_Text passage:_
● ● ● ● ● ● ●

By Tim Cocks ABIDJAN (Reuters) - France called Thursday for the U.N. force in Ivory Coast to do more to stop violence, adding to growing pressure on the world body to take bolder action to halt the country's slide into all-out civil war.
U.N. forces are protecting Alassane Ouattara, who won a November 28 election according to U.N.-certified results.
They have accused the forces of incumbent Laurent Gbagbo, who has refused to step down, of using heavy weapons against civilians. Gbagbo's camp has denied the charges.
The appeal from ex-colonial ruler France, which has troops in Ivory Coast but has ruled out intervening itself, follows growing complaints from inside and outside the country over inaction as the toll from the crisis mounts.
"There is a U.N. force on the ground. I think it should, without doubt, play its role more efficiently because it has a mandate that allows it to use force if there are clashes or there is violence," French Foreign Minister Alain Juppe told France 2 television. The remarks were reported on the website of French broadcaster RFI.

● ● ● ● ● ● ●

Please transcribe the news report on Ivory Coast word for word, everything from "By Tim Cocks" down to "the crisis mounts.".

(Items drawn from a dataset)
● ● ● ● ● ● ●

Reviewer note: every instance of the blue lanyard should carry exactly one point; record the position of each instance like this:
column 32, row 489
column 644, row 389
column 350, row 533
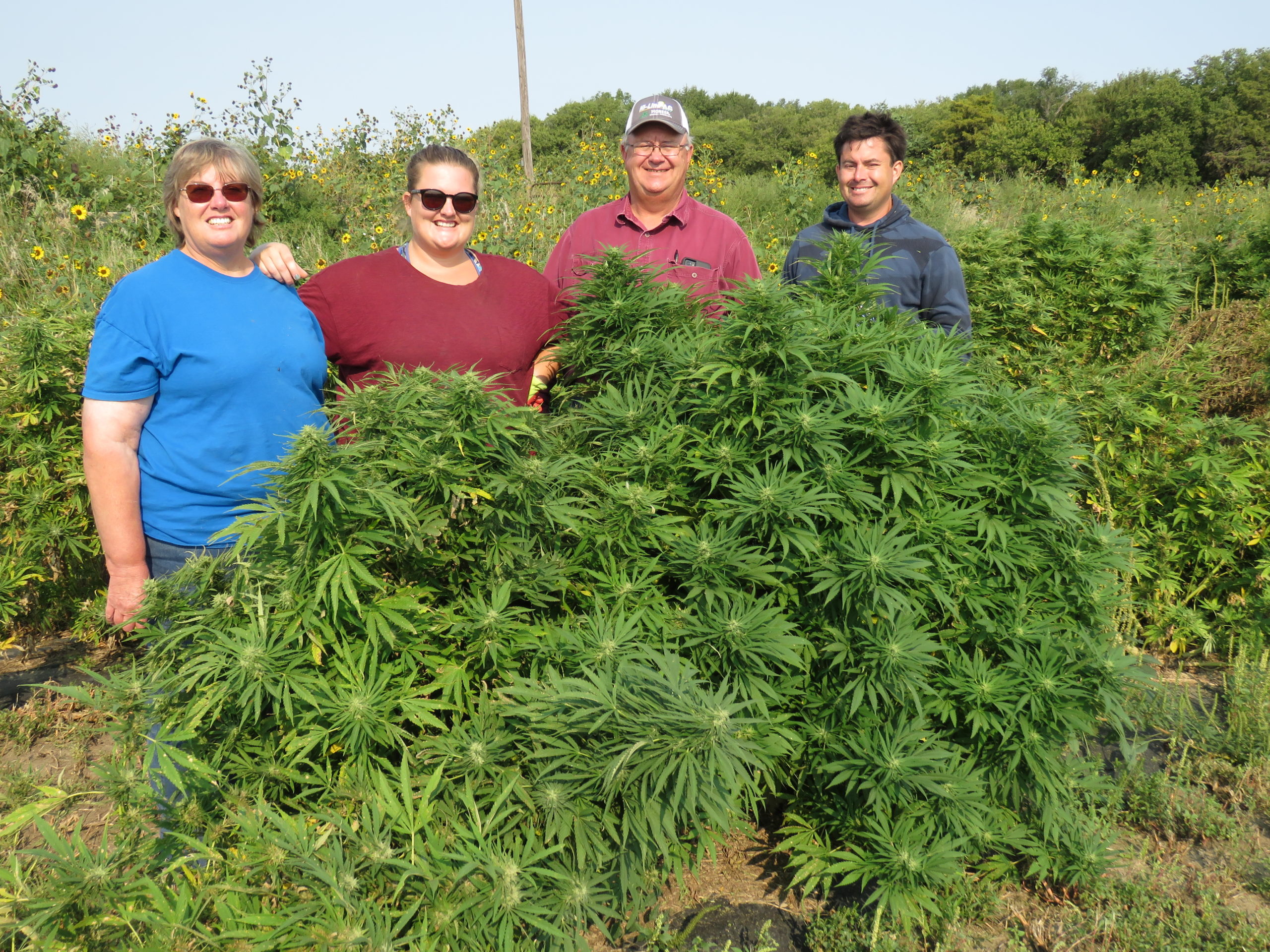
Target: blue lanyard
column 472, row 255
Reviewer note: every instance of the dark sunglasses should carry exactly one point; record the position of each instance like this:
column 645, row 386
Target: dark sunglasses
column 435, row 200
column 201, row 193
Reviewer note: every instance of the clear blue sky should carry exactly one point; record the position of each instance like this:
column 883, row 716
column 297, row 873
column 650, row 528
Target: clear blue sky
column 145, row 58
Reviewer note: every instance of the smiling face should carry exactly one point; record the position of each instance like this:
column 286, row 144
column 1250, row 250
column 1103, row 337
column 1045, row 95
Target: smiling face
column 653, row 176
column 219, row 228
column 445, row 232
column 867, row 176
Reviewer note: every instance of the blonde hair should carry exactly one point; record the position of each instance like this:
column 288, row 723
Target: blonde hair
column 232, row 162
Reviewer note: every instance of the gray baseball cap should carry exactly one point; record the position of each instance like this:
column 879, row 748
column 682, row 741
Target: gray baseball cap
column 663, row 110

● ● ● ● ● ● ●

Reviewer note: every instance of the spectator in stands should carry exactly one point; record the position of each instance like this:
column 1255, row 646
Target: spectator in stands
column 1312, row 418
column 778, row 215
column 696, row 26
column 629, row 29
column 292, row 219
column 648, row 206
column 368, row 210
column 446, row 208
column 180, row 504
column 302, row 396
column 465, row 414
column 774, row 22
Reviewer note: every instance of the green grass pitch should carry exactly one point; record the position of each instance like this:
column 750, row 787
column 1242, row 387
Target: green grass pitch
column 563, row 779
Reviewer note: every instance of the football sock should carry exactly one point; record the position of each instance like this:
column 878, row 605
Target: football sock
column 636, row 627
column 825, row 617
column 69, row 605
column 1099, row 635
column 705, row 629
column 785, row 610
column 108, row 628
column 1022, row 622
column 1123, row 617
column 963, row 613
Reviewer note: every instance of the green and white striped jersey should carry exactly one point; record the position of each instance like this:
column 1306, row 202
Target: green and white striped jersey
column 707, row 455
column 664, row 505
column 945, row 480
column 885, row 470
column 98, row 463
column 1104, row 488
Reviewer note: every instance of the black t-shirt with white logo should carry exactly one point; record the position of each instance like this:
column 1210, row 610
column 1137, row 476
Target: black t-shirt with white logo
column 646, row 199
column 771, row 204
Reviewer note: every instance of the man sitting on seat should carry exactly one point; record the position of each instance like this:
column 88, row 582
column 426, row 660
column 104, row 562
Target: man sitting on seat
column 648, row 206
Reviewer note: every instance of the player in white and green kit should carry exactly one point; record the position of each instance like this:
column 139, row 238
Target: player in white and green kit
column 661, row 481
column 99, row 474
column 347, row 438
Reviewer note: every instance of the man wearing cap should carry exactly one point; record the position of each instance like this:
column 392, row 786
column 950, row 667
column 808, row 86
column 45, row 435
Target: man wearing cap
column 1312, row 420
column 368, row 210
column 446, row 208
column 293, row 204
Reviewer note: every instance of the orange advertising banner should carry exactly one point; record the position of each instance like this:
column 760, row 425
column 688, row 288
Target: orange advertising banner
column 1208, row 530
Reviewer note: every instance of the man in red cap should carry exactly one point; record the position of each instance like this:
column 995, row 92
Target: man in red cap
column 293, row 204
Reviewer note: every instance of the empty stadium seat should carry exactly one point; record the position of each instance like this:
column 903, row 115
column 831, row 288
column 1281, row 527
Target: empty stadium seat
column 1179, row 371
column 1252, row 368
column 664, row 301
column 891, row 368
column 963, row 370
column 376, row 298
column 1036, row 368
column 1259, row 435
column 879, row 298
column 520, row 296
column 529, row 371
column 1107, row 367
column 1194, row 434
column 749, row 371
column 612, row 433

● ● ● ● ● ● ●

_Expected output:_
By Tim Cocks ABIDJAN (Reuters) - France called Thursday for the U.N. force in Ivory Coast to do more to stop violence, adding to growing pressure on the world body to take bolder action to halt the country's slide into all-out civil war.
U.N. forces are protecting Alassane Ouattara, who won a November 28 election according to U.N.-certified results.
They have accused the forces of incumbent Laurent Gbagbo, who has refused to step down, of using heavy weapons against civilians. Gbagbo's camp has denied the charges.
The appeal from ex-colonial ruler France, which has troops in Ivory Coast but has ruled out intervening itself, follows growing complaints from inside and outside the country over inaction as the toll from the crisis mounts.